▶ Information shown:
━━━━━━━━━━
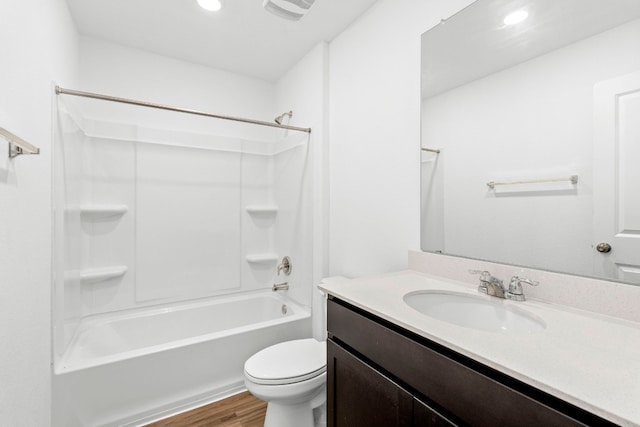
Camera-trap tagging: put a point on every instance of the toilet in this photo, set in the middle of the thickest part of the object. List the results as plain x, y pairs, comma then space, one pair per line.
━━━━━━━━━━
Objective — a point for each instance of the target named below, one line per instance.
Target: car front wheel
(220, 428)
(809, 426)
━━━━━━━━━━
▶ What to produce:
Write out every line of the entries that holds the word "point".

▶ Response:
Camera-trap tagging: put a point on every instance of the toilet in this photo, set in the middle of the thickest part of the object. List the results as plain x, y pairs, comma then space, one pair per line.
Objective — a point for each instance of the target named below, one line per instance.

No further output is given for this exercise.